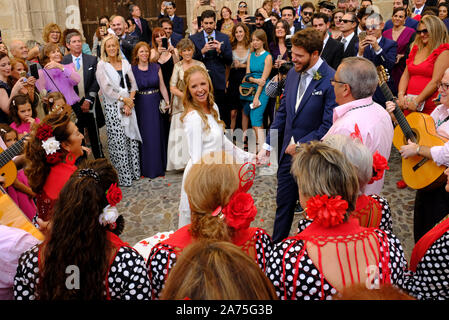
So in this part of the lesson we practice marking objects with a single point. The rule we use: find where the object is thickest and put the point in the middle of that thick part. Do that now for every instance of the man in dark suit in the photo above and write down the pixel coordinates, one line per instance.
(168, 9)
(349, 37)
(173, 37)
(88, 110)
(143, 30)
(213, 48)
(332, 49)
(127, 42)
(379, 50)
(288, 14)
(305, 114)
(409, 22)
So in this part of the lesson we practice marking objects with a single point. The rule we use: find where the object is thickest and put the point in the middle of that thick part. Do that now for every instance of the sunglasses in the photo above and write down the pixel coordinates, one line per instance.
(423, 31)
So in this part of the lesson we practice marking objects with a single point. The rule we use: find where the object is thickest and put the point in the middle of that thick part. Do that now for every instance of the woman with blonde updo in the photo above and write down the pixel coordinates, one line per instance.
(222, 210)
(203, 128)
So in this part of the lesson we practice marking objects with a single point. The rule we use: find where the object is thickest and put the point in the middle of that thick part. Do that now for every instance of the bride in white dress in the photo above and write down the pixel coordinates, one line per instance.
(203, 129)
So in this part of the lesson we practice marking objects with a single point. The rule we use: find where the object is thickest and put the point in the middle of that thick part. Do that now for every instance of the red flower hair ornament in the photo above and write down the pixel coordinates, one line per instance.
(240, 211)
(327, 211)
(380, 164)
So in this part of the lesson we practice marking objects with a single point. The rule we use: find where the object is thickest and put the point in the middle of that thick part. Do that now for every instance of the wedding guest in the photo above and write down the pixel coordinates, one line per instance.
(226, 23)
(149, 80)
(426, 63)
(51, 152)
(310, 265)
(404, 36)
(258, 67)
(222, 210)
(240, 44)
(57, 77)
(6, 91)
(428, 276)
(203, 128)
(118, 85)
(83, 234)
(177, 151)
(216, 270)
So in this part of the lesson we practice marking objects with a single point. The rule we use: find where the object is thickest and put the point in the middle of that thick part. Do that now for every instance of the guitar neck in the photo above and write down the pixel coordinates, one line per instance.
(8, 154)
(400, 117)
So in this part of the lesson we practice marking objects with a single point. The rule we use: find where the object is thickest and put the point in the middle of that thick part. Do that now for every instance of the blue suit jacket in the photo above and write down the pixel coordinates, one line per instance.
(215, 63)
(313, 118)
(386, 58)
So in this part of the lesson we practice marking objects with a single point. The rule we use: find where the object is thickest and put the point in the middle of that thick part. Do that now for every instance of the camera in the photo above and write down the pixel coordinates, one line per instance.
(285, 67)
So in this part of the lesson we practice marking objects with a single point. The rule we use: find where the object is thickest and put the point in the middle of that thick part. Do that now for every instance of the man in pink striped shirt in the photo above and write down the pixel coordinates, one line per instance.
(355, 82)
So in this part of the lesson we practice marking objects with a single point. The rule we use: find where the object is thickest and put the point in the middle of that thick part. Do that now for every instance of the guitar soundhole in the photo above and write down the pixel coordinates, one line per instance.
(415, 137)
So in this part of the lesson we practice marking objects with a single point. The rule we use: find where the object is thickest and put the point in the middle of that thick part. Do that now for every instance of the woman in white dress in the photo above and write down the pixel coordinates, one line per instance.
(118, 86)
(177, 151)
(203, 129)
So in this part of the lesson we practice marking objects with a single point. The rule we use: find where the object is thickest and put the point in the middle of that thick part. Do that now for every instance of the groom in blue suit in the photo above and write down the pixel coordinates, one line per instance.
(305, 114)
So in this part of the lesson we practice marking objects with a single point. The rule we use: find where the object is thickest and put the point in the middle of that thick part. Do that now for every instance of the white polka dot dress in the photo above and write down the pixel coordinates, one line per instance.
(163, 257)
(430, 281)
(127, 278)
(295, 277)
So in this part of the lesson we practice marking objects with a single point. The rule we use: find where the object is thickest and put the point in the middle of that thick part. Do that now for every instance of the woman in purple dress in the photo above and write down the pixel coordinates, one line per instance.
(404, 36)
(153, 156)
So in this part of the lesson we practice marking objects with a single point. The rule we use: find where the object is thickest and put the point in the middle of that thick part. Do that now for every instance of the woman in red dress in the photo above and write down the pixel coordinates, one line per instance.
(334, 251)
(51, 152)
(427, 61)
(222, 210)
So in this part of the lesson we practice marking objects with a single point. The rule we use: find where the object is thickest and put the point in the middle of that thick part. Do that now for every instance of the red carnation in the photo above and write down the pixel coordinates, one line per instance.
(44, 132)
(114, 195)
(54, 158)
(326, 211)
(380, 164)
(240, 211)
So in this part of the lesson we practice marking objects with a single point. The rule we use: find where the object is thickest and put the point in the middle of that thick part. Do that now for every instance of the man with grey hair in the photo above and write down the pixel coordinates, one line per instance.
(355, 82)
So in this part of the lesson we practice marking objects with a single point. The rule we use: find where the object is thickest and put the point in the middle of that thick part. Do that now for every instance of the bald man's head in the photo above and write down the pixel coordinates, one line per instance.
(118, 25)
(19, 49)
--
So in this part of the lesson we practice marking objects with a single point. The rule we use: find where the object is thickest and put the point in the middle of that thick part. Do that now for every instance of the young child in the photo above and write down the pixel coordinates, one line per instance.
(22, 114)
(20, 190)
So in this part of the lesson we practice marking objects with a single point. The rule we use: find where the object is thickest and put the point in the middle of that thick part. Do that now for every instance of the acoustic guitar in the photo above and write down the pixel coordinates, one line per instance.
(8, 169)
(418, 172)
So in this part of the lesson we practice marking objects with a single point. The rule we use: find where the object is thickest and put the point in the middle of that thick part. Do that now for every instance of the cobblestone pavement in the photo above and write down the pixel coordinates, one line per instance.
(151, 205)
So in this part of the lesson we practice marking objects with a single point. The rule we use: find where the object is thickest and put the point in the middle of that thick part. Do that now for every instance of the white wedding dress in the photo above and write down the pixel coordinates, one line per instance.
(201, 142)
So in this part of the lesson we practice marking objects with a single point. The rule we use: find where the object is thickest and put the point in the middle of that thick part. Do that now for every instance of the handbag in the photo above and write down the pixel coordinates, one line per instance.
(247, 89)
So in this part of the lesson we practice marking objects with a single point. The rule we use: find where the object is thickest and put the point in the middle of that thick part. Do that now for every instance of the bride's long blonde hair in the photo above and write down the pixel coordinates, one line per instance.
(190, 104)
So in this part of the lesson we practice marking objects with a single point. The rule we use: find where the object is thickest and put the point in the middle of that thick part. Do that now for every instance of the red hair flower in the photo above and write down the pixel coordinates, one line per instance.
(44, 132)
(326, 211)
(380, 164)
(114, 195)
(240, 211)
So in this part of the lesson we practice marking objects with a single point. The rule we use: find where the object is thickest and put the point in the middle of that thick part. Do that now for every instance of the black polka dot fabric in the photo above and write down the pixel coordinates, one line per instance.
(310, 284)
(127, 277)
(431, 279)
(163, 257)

_Goal_
Please list every line in the records above that contains the word "bride", copying each such line in full.

_Exercise response_
So in this part of the lesson we practice marking objects with a single point. The rule we use: find where the object is thickest and put the point in the middle of that thick part. Do that now for every instance of the bride in white dress in the photo above and write down the pixel coordinates, one line per instance.
So in this part of the lesson we practice marking objects with a single point. The rule we use: find where the object is thickest and put the point in the middle of that thick part. Do that now for every instance of the bride's long blonde hair in the photo above and write down the pixel coordinates, one line per instance.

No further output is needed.